» What to work on:
Quote the following records verbatim, reproducing every line of each one without any change.

» Supplied data:

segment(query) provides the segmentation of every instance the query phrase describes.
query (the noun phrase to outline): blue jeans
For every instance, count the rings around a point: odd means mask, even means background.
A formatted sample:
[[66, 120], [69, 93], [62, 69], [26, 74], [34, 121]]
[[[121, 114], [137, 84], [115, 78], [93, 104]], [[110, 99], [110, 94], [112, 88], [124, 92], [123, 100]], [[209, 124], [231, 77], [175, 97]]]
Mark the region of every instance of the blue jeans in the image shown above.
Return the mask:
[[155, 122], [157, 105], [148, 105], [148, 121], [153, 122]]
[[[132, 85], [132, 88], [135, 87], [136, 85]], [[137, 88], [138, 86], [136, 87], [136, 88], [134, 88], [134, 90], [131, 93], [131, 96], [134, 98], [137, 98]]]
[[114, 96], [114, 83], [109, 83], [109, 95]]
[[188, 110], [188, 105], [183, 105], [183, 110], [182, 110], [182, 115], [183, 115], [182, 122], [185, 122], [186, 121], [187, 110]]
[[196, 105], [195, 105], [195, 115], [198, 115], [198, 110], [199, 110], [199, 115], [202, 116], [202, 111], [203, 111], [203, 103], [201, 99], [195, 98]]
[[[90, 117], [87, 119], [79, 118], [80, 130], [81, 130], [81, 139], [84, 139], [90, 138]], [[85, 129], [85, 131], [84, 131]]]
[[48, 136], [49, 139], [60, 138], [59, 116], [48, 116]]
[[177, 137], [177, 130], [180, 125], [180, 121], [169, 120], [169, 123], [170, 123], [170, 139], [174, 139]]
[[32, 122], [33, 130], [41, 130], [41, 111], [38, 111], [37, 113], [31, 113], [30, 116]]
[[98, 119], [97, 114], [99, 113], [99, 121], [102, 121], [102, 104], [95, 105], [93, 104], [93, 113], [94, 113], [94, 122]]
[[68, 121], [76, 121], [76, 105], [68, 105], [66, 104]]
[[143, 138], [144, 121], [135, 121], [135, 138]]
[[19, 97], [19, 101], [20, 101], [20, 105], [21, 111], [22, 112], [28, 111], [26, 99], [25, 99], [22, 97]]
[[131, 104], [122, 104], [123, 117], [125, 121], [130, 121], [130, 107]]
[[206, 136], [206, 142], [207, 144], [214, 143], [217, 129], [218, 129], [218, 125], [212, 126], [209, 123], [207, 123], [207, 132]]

» Worked solution:
segment(query) provides the segmentation of every instance the query phrase describes.
query (the noun phrase to outline): blue jeans
For every instance, count the rings around a point: odd means mask, even means background.
A formatted sample:
[[66, 120], [69, 93], [62, 69], [26, 74], [34, 121]]
[[[121, 114], [137, 84], [115, 78], [93, 104]], [[110, 99], [110, 94], [112, 88], [124, 92], [123, 100]], [[209, 124], [231, 77], [175, 97]]]
Mark the region of every instance of the blue jeans in the image shown above.
Return the mask:
[[155, 122], [157, 105], [148, 105], [148, 121], [153, 122]]
[[[132, 85], [132, 88], [135, 87], [136, 85]], [[137, 88], [138, 86], [136, 87], [136, 88], [134, 88], [134, 90], [131, 93], [131, 96], [134, 98], [137, 98]]]
[[114, 96], [114, 83], [109, 83], [109, 95]]
[[188, 110], [188, 105], [183, 105], [183, 110], [182, 110], [182, 115], [183, 115], [182, 122], [185, 122], [186, 121], [187, 110]]
[[196, 105], [195, 105], [195, 115], [198, 115], [198, 110], [199, 110], [199, 115], [202, 116], [202, 111], [203, 111], [203, 103], [201, 99], [195, 98]]
[[[90, 117], [87, 119], [79, 118], [80, 130], [81, 130], [81, 139], [84, 139], [90, 138]], [[85, 129], [85, 131], [84, 131]]]
[[48, 136], [49, 139], [60, 138], [59, 116], [48, 116]]
[[177, 137], [177, 130], [180, 125], [180, 121], [169, 120], [169, 123], [170, 123], [170, 139], [174, 139]]
[[32, 122], [33, 130], [41, 130], [41, 111], [38, 111], [37, 113], [31, 113], [30, 116]]
[[98, 119], [97, 114], [99, 113], [99, 121], [102, 121], [102, 104], [95, 105], [93, 104], [93, 113], [94, 113], [94, 122]]
[[68, 121], [76, 121], [76, 105], [68, 105], [66, 104]]
[[143, 138], [144, 121], [135, 121], [135, 138]]
[[19, 97], [19, 101], [20, 101], [20, 105], [21, 111], [22, 112], [28, 111], [26, 99], [25, 99], [22, 97]]
[[131, 104], [122, 104], [123, 117], [125, 121], [130, 121], [130, 107]]
[[206, 136], [206, 142], [207, 144], [214, 143], [217, 129], [218, 129], [218, 125], [212, 126], [209, 123], [207, 123], [207, 132]]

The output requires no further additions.